Artikel 10 Intrekking oude regeling

De Verordening rechten markten 2023 wordt ingetrokken.

Artikel 11 Overgangsrecht

De Verordening rechten markten 2023 blijft van toepassing op de belastbare feiten die zich voor 1 januari 2024 hebben voorgedaan.

Artikel 12 Inwerkingtreding

Deze verordening treedt in werking met ingang van 1 januari 2024.

Artikel 13 Citeertitel

Deze verordening wordt aangehaald als: Verordening rechten markten 2024.

Ondertekening

Aldus vastgesteld in de openbare vergadering van 7 en 9 november 2023.

» Vermeld materiaal:
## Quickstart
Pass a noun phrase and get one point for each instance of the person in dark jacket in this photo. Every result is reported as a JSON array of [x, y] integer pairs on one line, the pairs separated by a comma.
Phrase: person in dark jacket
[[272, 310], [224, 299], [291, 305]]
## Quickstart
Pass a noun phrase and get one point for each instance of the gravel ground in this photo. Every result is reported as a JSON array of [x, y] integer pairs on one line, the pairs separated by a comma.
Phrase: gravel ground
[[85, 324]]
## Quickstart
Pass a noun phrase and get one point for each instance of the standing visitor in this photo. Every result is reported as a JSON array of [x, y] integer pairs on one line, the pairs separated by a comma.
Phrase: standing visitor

» Te leveren: Citeer uit het fragment van de Verordening rechten markten 2024 de tekst die begint bij "De Verordening rechten markten 2023 wordt" en eindigt bij "rechten markten 2024.".

» Uitgevoerde opdracht:
De Verordening rechten markten 2023 wordt ingetrokken.

Artikel 11 Overgangsrecht

De Verordening rechten markten 2023 blijft van toepassing op de belastbare feiten die zich voor 1 januari 2024 hebben voorgedaan.

Artikel 12 Inwerkingtreding

Deze verordening treedt in werking met ingang van 1 januari 2024.

Artikel 13 Citeertitel

Deze verordening wordt aangehaald als: Verordening rechten markten 2024.